▶ TEXTO DE ORIGEM:
A “recontação” da verdade é uma briga comum hoje, incomuns são os espaços aos verdadeiros historiadores. Houve mesmo tortura e desaparecimetos nos porões do regime? Opositores eram realmente executados de forma orquestrada pelo estado? Havia de fato censura à imprensa, ao teatro, à música, às artes? Existiram mesmo as ridículas bolinhas pretas no filme Laranja Mecânica, de Stanley Kubrick? Pelé levantou mesmo a Taça Jules Rimet – depois derretida – conquistada no México, ao lado do ditador Emílio Garrastazu Médici, no Palácio do Planalto? O Brasil viveu mesmo um “milagre econômico” orquestrado pelo mago Delfim, num país blindado da corrupção, ou o endividamento deu cambalhotas, a sacanagem era escondida, o aparato repressivo surrava os sindicatos e os salários foram achatados, aumentando a distância entre ricos e pobres? O jornalista Vladimir Herzog, diretor de jornalismo da TV Cultura, foi mesmo executado depois de uma sessão de tortura numa cela do DOI-Codi, em São Paulo, e não se enforcou com o cinto de pano do macacão de preso?

Protestos contra o general Geisel, em visita à Rainha Elizabeth, em Londres. 1976. Foto Orlando Brito

A insuspeita CIA, amiga de todas as horas de todas as ditaduras planetárias que interessam aos Estados Unidos, tornou público nas últimas horas um desses “memorandos secretos” que respondem a muita coisa. Indo direto ao ponto. O general Ernesto Geisel, presidente do Brasil entre 1974 e 1979 – vendido como o homem da democracia gradual e segura, a chamada “distensão” -, sabia e autorizou execução de opositores durante a ditadura militar. É isso mesmo que você leu. Tornado público pelo governo americano, o documento foi revelado pelo pesquisador-garimpeiro Matias Spektor, da Fundação Getúlio Vargas (FGV). “Este é o documento secreto mais perturbador que já li em vinte anos de pesquisa”, escreveu ele, em suas redes sociais.

▶ O QUE FAZER: Copie, sem alterações, o trecho do texto sobre a ditadura militar que começa nas palavras "Protestos contra o" e termina em "suas redes sociais.".

▶ CONJUNTO DE ITENS:
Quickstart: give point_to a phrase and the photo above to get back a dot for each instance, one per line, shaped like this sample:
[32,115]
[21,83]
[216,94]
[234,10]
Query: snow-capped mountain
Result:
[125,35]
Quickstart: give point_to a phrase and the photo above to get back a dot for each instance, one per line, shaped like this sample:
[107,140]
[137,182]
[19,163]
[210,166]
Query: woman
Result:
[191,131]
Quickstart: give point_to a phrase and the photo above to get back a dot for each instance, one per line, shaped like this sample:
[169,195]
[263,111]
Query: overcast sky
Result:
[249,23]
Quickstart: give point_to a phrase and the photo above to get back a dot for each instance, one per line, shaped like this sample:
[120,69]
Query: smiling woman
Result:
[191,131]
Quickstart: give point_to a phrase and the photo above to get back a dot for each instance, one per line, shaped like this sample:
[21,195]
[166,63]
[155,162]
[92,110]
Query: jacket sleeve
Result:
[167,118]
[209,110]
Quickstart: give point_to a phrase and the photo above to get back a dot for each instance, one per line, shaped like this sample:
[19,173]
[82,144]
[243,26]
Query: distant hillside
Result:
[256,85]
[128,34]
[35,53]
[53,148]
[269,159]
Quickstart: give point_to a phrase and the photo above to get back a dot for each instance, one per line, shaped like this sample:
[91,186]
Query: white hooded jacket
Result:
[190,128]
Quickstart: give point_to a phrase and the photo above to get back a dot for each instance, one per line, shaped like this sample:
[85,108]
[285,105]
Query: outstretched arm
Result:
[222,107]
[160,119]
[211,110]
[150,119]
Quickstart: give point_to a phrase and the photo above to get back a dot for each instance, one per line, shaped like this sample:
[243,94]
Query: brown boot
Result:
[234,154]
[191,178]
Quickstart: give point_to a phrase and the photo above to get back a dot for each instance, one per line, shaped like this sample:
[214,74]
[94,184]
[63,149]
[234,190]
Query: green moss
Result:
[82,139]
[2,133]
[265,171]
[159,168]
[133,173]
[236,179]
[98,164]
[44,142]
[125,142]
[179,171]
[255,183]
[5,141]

▶ RESPOSTA À TAREFA:
Protestos contra o general Geisel, em visita à Rainha Elizabeth, em Londres. 1976. Foto Orlando Brito

A insuspeita CIA, amiga de todas as horas de todas as ditaduras planetárias que interessam aos Estados Unidos, tornou público nas últimas horas um desses “memorandos secretos” que respondem a muita coisa. Indo direto ao ponto. O general Ernesto Geisel, presidente do Brasil entre 1974 e 1979 – vendido como o homem da democracia gradual e segura, a chamada “distensão” -, sabia e autorizou execução de opositores durante a ditadura militar. É isso mesmo que você leu. Tornado público pelo governo americano, o documento foi revelado pelo pesquisador-garimpeiro Matias Spektor, da Fundação Getúlio Vargas (FGV). “Este é o documento secreto mais perturbador que já li em vinte anos de pesquisa”, escreveu ele, em suas redes sociais.